RECORDS:
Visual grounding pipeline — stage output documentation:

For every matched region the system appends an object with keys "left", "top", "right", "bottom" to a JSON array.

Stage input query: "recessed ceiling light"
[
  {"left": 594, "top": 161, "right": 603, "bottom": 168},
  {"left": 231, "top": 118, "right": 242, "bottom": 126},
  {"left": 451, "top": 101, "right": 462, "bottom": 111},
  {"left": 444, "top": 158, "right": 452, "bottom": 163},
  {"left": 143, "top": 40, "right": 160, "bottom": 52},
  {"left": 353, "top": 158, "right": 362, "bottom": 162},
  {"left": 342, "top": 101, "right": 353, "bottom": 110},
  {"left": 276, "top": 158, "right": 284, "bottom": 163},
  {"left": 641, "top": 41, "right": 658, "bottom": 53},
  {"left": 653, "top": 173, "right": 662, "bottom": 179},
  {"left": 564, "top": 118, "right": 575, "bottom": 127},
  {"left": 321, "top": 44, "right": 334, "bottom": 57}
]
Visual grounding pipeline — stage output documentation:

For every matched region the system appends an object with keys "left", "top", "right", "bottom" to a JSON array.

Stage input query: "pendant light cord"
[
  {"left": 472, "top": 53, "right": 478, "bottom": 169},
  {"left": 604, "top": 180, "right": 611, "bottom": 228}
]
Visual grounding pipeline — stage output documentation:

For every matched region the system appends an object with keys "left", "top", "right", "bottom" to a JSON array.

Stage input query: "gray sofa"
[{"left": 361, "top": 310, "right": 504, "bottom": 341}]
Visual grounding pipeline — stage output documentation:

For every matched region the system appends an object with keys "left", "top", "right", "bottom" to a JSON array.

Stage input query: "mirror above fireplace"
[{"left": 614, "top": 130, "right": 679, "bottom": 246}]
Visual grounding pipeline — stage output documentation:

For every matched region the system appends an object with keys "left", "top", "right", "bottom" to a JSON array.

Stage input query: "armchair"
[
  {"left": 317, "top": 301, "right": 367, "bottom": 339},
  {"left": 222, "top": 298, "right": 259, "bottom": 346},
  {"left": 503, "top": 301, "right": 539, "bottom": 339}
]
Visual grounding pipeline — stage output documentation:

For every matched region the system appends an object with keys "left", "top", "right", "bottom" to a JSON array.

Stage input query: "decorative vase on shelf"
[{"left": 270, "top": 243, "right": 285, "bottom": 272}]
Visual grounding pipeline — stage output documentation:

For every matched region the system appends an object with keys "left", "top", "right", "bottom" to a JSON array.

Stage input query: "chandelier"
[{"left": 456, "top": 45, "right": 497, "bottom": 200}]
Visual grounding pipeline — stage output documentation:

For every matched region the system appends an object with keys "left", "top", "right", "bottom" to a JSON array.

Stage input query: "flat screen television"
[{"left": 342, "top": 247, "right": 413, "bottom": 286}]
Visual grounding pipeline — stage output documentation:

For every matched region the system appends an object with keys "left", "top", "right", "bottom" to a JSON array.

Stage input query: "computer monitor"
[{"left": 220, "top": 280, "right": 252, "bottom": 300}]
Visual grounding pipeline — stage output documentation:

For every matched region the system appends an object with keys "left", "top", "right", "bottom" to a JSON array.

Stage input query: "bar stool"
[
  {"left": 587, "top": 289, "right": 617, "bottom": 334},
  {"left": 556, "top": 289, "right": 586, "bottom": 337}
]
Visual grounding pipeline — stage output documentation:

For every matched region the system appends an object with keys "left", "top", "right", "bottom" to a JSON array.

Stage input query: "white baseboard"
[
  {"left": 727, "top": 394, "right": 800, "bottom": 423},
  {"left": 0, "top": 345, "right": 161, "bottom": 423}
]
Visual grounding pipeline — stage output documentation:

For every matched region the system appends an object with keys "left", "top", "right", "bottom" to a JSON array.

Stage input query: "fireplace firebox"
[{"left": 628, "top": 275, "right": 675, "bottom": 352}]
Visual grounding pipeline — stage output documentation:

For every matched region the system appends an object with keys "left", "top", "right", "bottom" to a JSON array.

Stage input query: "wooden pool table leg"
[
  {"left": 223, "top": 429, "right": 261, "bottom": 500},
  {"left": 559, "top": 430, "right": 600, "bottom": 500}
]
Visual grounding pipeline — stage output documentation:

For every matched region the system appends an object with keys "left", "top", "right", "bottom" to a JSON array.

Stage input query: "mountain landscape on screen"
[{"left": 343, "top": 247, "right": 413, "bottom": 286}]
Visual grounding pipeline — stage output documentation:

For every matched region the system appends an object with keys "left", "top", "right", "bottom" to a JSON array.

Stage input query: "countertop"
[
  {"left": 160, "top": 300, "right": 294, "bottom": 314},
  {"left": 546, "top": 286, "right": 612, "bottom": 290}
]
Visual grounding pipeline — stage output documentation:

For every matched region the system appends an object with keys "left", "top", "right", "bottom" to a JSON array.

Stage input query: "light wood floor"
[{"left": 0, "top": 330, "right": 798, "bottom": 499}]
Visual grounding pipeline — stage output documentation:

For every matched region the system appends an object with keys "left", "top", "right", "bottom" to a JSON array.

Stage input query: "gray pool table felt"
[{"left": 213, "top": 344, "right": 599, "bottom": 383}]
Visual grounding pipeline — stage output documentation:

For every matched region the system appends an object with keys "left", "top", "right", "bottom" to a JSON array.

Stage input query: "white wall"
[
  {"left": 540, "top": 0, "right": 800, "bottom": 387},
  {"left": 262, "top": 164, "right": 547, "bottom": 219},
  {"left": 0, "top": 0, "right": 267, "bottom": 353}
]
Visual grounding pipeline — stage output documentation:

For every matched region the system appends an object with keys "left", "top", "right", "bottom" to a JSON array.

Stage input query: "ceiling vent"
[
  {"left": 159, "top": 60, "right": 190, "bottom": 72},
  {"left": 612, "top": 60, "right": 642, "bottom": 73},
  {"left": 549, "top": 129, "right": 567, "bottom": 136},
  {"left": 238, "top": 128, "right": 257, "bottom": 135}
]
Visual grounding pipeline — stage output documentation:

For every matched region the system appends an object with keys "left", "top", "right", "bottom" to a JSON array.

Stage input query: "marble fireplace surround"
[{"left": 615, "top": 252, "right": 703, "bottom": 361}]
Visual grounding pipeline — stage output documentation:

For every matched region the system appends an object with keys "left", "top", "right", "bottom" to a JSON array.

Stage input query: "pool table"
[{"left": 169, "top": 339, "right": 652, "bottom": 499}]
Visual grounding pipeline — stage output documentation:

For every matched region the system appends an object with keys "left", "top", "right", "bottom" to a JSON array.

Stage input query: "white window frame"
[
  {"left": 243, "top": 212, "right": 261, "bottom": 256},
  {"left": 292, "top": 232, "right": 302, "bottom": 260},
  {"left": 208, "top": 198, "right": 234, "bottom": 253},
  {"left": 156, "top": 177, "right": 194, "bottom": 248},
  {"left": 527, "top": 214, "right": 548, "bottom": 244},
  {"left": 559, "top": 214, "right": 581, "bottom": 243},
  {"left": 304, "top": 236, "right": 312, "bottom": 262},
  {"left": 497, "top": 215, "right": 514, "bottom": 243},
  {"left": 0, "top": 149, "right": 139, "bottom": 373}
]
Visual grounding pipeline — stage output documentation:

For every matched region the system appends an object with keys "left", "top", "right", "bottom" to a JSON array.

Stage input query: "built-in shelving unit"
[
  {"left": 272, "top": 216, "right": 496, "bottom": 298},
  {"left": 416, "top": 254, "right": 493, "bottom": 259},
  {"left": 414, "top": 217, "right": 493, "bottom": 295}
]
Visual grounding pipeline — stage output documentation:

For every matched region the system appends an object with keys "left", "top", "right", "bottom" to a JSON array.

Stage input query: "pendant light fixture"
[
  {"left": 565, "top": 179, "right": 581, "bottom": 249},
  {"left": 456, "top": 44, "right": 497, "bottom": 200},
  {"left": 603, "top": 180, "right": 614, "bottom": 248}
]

EXERCISE BRIEF:
Nothing in the records may be left out; reproduce them exactly.

WRITTEN REPLY:
Visual grounding pipeline — stage output documentation:

For every matched region the system appends an object with keys "left", "top", "right", "bottom" to a JSON array.

Stage input query: "recessed ceiling light"
[
  {"left": 594, "top": 161, "right": 603, "bottom": 168},
  {"left": 231, "top": 118, "right": 242, "bottom": 126},
  {"left": 451, "top": 101, "right": 462, "bottom": 111},
  {"left": 444, "top": 158, "right": 452, "bottom": 163},
  {"left": 143, "top": 40, "right": 160, "bottom": 52},
  {"left": 353, "top": 158, "right": 362, "bottom": 162},
  {"left": 342, "top": 101, "right": 353, "bottom": 110},
  {"left": 276, "top": 158, "right": 284, "bottom": 163},
  {"left": 641, "top": 41, "right": 658, "bottom": 53},
  {"left": 653, "top": 173, "right": 662, "bottom": 179},
  {"left": 564, "top": 118, "right": 575, "bottom": 127},
  {"left": 321, "top": 44, "right": 334, "bottom": 57}
]
Visual grounding pipeline — stage output documentation:

For every matched region the system appends an object with keys "left", "top", "right", "bottom" to a JSON array.

Stage input query: "pendant light cord"
[
  {"left": 472, "top": 53, "right": 478, "bottom": 169},
  {"left": 604, "top": 180, "right": 611, "bottom": 228}
]
Visual grounding pipeline — stage output documentation:

For every matched region the system appends an object with keys "left", "top", "right", "bottom" to a JSON array.

Stage input query: "gray sofa"
[{"left": 361, "top": 310, "right": 504, "bottom": 341}]
Visual grounding pipeline — stage output documentation:

For every matched region the system appends an object with keys "left", "top", "right", "bottom" to a JSON array.

Stage input query: "mirror above fireplace"
[{"left": 614, "top": 130, "right": 679, "bottom": 246}]
Visual grounding pipeline — stage output documentation:

For every matched region the system appends an object with keys "left", "top", "right", "bottom" to a JSON array.

Stage input query: "armchair"
[
  {"left": 317, "top": 301, "right": 367, "bottom": 339},
  {"left": 222, "top": 298, "right": 259, "bottom": 346},
  {"left": 503, "top": 301, "right": 539, "bottom": 339}
]
Visual grounding pipeline — stage output documentation:

For every matched region the system appends an object with keys "left", "top", "right", "bottom" to a JSON array.

Stage input query: "decorative vase on shelf"
[{"left": 270, "top": 243, "right": 285, "bottom": 272}]
Visual grounding pipeline — stage output documentation:

For every matched region the system appends an object with keys "left", "top", "right", "bottom" to a JSON array.

Stage input query: "chandelier"
[{"left": 456, "top": 45, "right": 497, "bottom": 200}]
Visual grounding pipeline — stage output documentation:

For every matched region the system appends an object with keys "left", "top", "right", "bottom" to a JSON array.

Stage input query: "flat screen television"
[{"left": 342, "top": 247, "right": 413, "bottom": 286}]
Visual grounding pipeline — stage output documentation:

For every matched region the system appends an object with keys "left", "top", "right", "bottom" to a JSON array.

Stage input query: "computer monitor"
[{"left": 220, "top": 280, "right": 252, "bottom": 300}]
Visual grounding pipeline — stage output documentation:

For every matched region the system appends an object with keys "left", "top", "right", "bottom" to a JSON array.

Stage input query: "bar stool"
[
  {"left": 587, "top": 289, "right": 617, "bottom": 334},
  {"left": 556, "top": 289, "right": 586, "bottom": 337}
]
Visual grounding pipeline — stage output documentation:

For every matched region the system appends an object with keys "left", "top", "right", "bottom" to a JSON array.

Stage input query: "white baseboard"
[
  {"left": 727, "top": 394, "right": 800, "bottom": 423},
  {"left": 0, "top": 345, "right": 161, "bottom": 423}
]
Visual grounding pipeline — stage output documentation:

For every matched region the system appends an object with keys "left", "top", "right", "bottom" to a JSON array.

Stage input query: "fireplace firebox"
[{"left": 628, "top": 275, "right": 675, "bottom": 352}]
Visual grounding pipeline — stage output documentation:

For every matched region the system appends an object with keys "left", "top", "right", "bottom" to a JSON array.

Stage input query: "wooden pool table leg"
[
  {"left": 223, "top": 429, "right": 261, "bottom": 500},
  {"left": 559, "top": 430, "right": 600, "bottom": 500}
]
Visual grounding pipeline — stage output documentation:

For every matched region the system appends an object with keys "left", "top", "right", "bottom" to a JSON array.

Stage input query: "mountain landscape on screen"
[{"left": 343, "top": 247, "right": 413, "bottom": 286}]
Visual grounding pipeline — stage output documentation:

For every matched region the system appends an object with keys "left", "top", "right", "bottom" to a JSON array.

Stage input query: "countertop"
[
  {"left": 160, "top": 300, "right": 294, "bottom": 314},
  {"left": 546, "top": 286, "right": 612, "bottom": 290}
]
Visual grounding pipeline — stage output documentation:

For every matched region the system appends an object with keys "left", "top", "right", "bottom" to a JSON array.

Stage input query: "light wood floor"
[{"left": 0, "top": 330, "right": 798, "bottom": 499}]
Visual grounding pipeline — stage output documentation:

For every matched region the system appends an object with keys "left", "top", "right", "bottom" to a JSON array.

Stage input query: "gray pool table felt"
[{"left": 213, "top": 344, "right": 599, "bottom": 383}]
Visual grounding pipeline — stage output documentation:

For every matched region the system appends an object with keys "left", "top", "right", "bottom" to a JSON array.

Stage input query: "white wall"
[
  {"left": 540, "top": 0, "right": 800, "bottom": 387},
  {"left": 262, "top": 164, "right": 547, "bottom": 219},
  {"left": 0, "top": 0, "right": 267, "bottom": 353}
]
Visual grounding pipeline — stage output documentation:

For every matched region the system appends an object with keys "left", "top", "right", "bottom" to a JSON array.

Stage input query: "ceiling vent"
[
  {"left": 159, "top": 60, "right": 190, "bottom": 72},
  {"left": 612, "top": 60, "right": 642, "bottom": 73},
  {"left": 549, "top": 129, "right": 567, "bottom": 136},
  {"left": 238, "top": 128, "right": 257, "bottom": 135}
]
Visual grounding pipeline — stage output documentation:

For every matched region the system appends an object with keys "left", "top", "right", "bottom" to a JSON array.

Stage input query: "marble fireplace surround"
[{"left": 615, "top": 252, "right": 703, "bottom": 361}]
Visual grounding pipeline — stage output documentation:

For every matched region the system appends an object with keys "left", "top", "right", "bottom" to a JSON array.

Stage input query: "pool table"
[{"left": 169, "top": 339, "right": 652, "bottom": 499}]
Visual grounding pipeline — stage output documentation:

For every matched region the system appends an object with keys "left", "top", "right", "bottom" to a JSON array.

Stage input query: "white window frame"
[
  {"left": 243, "top": 212, "right": 261, "bottom": 256},
  {"left": 292, "top": 232, "right": 302, "bottom": 260},
  {"left": 208, "top": 198, "right": 234, "bottom": 253},
  {"left": 156, "top": 177, "right": 194, "bottom": 248},
  {"left": 527, "top": 214, "right": 548, "bottom": 244},
  {"left": 559, "top": 214, "right": 581, "bottom": 243},
  {"left": 304, "top": 236, "right": 312, "bottom": 262},
  {"left": 497, "top": 215, "right": 514, "bottom": 243},
  {"left": 0, "top": 149, "right": 139, "bottom": 373}
]
Visual grounding pipeline — stage output documentation:

For every matched region the system appends an object with keys "left", "top", "right", "bottom" to a JSON array.

Stage input query: "built-in shelving unit"
[
  {"left": 272, "top": 216, "right": 496, "bottom": 298},
  {"left": 416, "top": 254, "right": 493, "bottom": 259},
  {"left": 414, "top": 217, "right": 493, "bottom": 295}
]
Visual grounding pipeline — stage output documentation:

For every matched region the system appends an object with keys "left", "top", "right", "bottom" to a JSON array.

Stage input query: "pendant light fixture"
[
  {"left": 565, "top": 179, "right": 581, "bottom": 249},
  {"left": 456, "top": 44, "right": 497, "bottom": 200},
  {"left": 603, "top": 180, "right": 614, "bottom": 248}
]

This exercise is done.